--- start ---
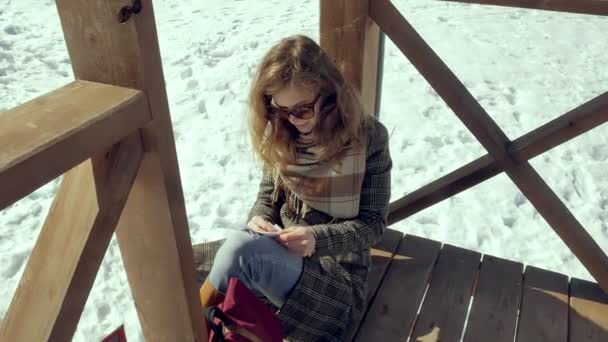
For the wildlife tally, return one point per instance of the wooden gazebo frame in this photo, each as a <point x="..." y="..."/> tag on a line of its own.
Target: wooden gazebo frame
<point x="110" y="133"/>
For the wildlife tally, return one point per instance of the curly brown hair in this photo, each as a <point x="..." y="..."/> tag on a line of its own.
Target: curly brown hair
<point x="301" y="61"/>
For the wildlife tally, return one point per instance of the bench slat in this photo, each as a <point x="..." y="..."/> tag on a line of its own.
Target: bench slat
<point x="544" y="309"/>
<point x="496" y="300"/>
<point x="445" y="306"/>
<point x="588" y="312"/>
<point x="382" y="254"/>
<point x="394" y="309"/>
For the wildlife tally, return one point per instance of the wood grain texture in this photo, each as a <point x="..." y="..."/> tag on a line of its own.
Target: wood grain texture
<point x="103" y="50"/>
<point x="392" y="313"/>
<point x="554" y="133"/>
<point x="62" y="268"/>
<point x="543" y="314"/>
<point x="43" y="138"/>
<point x="444" y="310"/>
<point x="492" y="138"/>
<point x="352" y="40"/>
<point x="588" y="312"/>
<point x="496" y="301"/>
<point x="382" y="254"/>
<point x="595" y="7"/>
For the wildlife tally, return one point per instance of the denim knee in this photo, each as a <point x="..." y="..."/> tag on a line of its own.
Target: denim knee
<point x="232" y="258"/>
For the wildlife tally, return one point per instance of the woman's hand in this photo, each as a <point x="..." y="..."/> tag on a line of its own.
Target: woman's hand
<point x="298" y="240"/>
<point x="258" y="223"/>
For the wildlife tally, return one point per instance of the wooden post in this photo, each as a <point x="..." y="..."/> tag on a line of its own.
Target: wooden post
<point x="353" y="42"/>
<point x="153" y="231"/>
<point x="61" y="270"/>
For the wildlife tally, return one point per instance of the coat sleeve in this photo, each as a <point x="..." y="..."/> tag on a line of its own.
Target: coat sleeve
<point x="367" y="227"/>
<point x="263" y="205"/>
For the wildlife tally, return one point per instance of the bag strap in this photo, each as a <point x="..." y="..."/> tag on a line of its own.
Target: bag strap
<point x="228" y="324"/>
<point x="218" y="331"/>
--- end ---
__STATED EXERCISE__.
Reproduce all of the material above word for word, leaving out the pictures.

__EXPECTED ANSWER__.
For the wildlife tally, return one point per instance of the wooden gazebo frame in this photo, each as a <point x="..." y="..."/> tag on a line of its own.
Target: wooden gazebo frame
<point x="110" y="133"/>
For the wildlife tally, return one point per instance of the curly brown hair in this photo, each as a <point x="..." y="..."/> tag on a line of its own.
Target: curly brown hair
<point x="301" y="61"/>
For the wildlife tally, return one point per instance of the bench slat in this photo, each as a <point x="..." y="..."/> tag on a line of its own.
Target: bench slat
<point x="544" y="309"/>
<point x="496" y="300"/>
<point x="445" y="306"/>
<point x="588" y="312"/>
<point x="382" y="254"/>
<point x="394" y="309"/>
For the wildlife tally, return one point per instance of the wood grain texture in this photo, each as a <point x="..." y="..."/> tag on a line of its own.
Target: wood grain texture
<point x="103" y="50"/>
<point x="392" y="313"/>
<point x="554" y="133"/>
<point x="62" y="268"/>
<point x="543" y="314"/>
<point x="43" y="138"/>
<point x="444" y="310"/>
<point x="492" y="138"/>
<point x="352" y="40"/>
<point x="588" y="312"/>
<point x="496" y="301"/>
<point x="382" y="254"/>
<point x="595" y="7"/>
For the wildlife tally, return one point per instance of the denim knee in this photo, each as a <point x="..." y="..."/> tag on a line of its own.
Target: denim knee
<point x="232" y="258"/>
For the wildlife tally, return one point per instance of the woman's hand in this photo, each as a <point x="..." y="..."/> tag on a line of its own.
Target: woman's hand
<point x="298" y="240"/>
<point x="258" y="223"/>
For the wildlife tally, return one point per instance of the wooden post in this photo, each as a <point x="..." y="..."/> tag on a line of its own.
Target: wooden post
<point x="353" y="42"/>
<point x="153" y="231"/>
<point x="61" y="270"/>
For the wildlife tally, return one point per instance of the coat sleeve in this photo, each as a <point x="..." y="..."/> tag on a line of its own.
Target: coat sleeve
<point x="367" y="227"/>
<point x="263" y="205"/>
For the wildlife tally, return one point per instance of the bag strap in this photo, each as a <point x="..." y="..."/> tag on a line of its own.
Target: bag strap
<point x="228" y="324"/>
<point x="218" y="331"/>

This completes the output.